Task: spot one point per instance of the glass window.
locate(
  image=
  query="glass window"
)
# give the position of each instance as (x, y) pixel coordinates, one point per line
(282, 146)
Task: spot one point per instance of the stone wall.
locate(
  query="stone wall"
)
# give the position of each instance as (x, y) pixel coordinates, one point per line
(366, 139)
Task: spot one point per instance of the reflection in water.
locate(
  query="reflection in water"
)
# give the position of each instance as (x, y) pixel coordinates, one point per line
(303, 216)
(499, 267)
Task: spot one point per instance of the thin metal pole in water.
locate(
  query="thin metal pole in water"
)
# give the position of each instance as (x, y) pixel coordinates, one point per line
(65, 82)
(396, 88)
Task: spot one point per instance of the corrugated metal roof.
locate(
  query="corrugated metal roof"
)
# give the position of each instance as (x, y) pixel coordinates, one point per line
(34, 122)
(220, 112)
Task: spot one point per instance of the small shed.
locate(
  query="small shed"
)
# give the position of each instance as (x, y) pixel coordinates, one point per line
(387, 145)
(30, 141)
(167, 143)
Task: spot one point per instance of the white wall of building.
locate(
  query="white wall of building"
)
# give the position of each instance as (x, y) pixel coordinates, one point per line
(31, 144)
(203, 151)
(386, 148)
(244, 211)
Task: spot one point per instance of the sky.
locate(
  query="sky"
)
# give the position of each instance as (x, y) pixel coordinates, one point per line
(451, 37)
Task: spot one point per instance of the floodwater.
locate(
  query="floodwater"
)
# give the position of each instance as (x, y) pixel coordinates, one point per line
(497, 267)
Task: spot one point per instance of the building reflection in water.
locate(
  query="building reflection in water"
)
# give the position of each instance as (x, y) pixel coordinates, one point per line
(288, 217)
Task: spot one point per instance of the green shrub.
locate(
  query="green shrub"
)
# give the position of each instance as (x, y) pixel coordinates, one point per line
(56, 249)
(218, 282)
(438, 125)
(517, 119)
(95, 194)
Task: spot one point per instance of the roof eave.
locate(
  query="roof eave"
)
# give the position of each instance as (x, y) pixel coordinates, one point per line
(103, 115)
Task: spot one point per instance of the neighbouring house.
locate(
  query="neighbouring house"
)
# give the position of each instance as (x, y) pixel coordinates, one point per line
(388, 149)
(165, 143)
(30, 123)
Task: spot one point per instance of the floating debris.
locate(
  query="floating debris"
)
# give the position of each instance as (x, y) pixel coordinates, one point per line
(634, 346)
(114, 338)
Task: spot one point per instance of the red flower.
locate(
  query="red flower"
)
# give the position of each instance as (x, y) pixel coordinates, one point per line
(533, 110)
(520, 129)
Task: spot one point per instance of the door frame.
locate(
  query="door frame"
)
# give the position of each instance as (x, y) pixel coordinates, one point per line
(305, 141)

=== SET TASK ===
Render the data as a numbered list, starting at the line that contains "Task: spot one point per instance of the floating" and ending at the end of the data, with blank lines omitted.

=== COMPLETE RESPONSE ===
1. Task: spot one point per instance of the floating debris.
2. locate(
3.   query="floating debris"
4. )
5. # give the position of each instance as (x, y) pixel coordinates, one point per line
6. (634, 346)
7. (114, 338)
8. Task: spot one point per instance of the red flower.
9. locate(
10.   query="red flower"
11. )
12. # give the position of each instance as (x, y) pixel coordinates, one point per line
13. (533, 110)
14. (520, 129)
15. Task: spot one point per instance of the door frame.
16. locate(
17.   query="door frame"
18. )
19. # give the position of each instance as (x, y) pixel coordinates, one point per line
20. (305, 141)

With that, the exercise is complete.